Set task => Convert the part of the data that begins with the line containing "the blue water." and ends with the line containing "[(299, 847), (70, 909), (511, 587)]", with both of those lines included, into a Markdown table. Use the columns "Row" for the row number and "Text" for the line, and omit blank lines.

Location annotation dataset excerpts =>
• • • • • • •

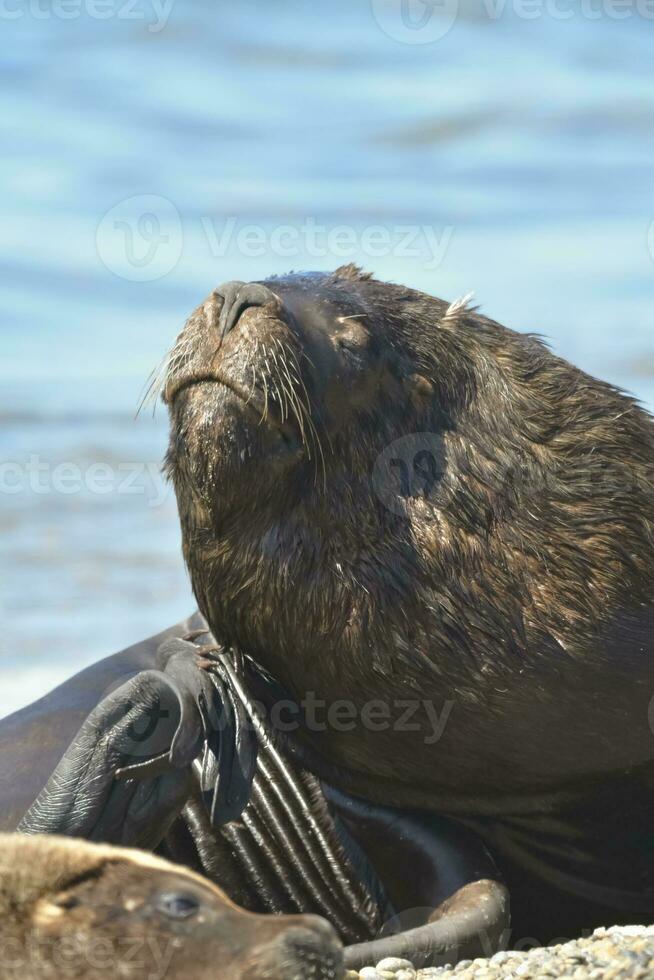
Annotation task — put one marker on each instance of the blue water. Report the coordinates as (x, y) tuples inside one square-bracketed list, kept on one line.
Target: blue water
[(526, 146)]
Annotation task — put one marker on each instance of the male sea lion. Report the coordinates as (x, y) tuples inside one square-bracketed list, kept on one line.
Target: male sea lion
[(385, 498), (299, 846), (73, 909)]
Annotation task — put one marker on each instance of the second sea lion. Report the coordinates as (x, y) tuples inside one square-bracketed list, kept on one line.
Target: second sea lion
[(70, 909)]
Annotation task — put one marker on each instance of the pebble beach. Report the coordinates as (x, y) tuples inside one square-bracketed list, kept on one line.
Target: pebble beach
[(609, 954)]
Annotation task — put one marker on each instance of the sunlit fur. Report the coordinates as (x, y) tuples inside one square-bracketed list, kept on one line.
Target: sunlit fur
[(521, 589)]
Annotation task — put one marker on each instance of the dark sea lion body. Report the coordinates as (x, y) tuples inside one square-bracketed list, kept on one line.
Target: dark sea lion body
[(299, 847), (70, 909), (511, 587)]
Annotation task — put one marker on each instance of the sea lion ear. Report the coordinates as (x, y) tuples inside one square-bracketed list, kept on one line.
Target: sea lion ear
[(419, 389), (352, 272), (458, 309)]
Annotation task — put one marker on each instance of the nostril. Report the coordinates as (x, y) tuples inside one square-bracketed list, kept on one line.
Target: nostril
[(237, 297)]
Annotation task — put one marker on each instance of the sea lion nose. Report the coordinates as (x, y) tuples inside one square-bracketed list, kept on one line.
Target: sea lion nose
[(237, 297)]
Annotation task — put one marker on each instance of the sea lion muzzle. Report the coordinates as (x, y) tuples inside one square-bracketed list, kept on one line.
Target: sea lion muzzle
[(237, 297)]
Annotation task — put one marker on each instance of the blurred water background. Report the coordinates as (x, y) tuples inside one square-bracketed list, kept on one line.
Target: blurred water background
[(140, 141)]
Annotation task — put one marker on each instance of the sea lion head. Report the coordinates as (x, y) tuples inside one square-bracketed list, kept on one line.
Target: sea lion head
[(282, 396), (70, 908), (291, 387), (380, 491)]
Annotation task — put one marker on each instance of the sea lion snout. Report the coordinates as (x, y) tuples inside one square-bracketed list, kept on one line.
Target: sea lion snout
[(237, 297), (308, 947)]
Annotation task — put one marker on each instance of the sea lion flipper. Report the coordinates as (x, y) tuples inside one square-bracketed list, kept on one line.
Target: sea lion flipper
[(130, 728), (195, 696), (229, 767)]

• • • • • • •

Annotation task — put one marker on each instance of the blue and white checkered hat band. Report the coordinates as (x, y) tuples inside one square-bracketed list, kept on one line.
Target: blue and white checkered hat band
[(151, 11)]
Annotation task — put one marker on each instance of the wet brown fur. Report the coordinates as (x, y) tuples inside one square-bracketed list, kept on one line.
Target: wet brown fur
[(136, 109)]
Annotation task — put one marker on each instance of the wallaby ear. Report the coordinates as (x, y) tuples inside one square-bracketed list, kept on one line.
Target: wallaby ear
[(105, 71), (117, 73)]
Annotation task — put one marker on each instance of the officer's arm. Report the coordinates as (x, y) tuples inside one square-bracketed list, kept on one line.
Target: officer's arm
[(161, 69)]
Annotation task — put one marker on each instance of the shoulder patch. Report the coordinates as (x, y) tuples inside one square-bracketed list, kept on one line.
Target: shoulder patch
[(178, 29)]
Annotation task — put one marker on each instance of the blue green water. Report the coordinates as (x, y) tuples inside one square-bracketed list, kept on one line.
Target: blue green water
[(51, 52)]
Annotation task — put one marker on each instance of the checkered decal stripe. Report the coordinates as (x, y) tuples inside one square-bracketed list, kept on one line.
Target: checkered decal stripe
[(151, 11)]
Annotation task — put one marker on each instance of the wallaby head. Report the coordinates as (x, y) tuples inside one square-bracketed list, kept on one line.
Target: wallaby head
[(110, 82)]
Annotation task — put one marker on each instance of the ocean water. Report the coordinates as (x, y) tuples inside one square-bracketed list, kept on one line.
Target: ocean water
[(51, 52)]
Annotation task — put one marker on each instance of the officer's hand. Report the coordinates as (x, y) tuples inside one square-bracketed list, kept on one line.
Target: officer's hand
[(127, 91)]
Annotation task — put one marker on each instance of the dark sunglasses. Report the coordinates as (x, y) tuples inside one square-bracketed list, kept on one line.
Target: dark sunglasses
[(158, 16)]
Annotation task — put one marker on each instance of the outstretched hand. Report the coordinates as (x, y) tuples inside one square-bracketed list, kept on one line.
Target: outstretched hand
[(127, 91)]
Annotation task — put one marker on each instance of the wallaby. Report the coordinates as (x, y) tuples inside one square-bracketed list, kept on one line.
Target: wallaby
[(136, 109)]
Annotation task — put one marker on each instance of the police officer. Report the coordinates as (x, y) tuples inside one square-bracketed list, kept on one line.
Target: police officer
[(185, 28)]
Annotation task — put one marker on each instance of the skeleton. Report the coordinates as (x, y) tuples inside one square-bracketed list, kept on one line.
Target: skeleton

• • • • • • •

Output for this exercise =>
| Row | Text |
|---|---|
| 1 | Annotation task — put one marker on each instance of the blue water. Report the coordinates as (x, y) tuples inside one square-bracketed list, kept on one line. |
| 2 | Target: blue water |
| 3 | [(526, 146)] |
| 4 | Annotation task — put one marker on each instance of the male sea lion. Report the coordinates as (x, y) tuples inside one square-bracketed list, kept on one line. |
| 5 | Target: male sea lion |
| 6 | [(385, 498), (299, 846), (73, 909)] |
| 7 | Annotation task — put one marker on each instance of the second sea lion. Report the coordinates as (x, y) tuples inside one square-bracketed list, kept on one line. |
| 8 | Target: second sea lion |
| 9 | [(70, 909)] |
| 10 | Annotation task — put one marker on each instance of the pebble beach. Report the coordinates as (x, y) tuples inside one square-bracketed list, kept on one line. |
| 11 | Target: pebble beach |
| 12 | [(609, 954)] |
| 13 | Annotation task — put one marker on each instance of the sunlit fur. Report the coordinates as (x, y) tuples inside one square-bracketed list, kept on one line. |
| 14 | Target: sunlit fur |
| 15 | [(521, 589)] |
| 16 | Annotation task — put one marker on each instance of the dark sea lion body. Report the coordinates as (x, y) tuples inside one square-bracketed list, kept on one line. |
| 17 | Target: dark sea lion body |
| 18 | [(299, 847), (70, 909), (511, 587)] |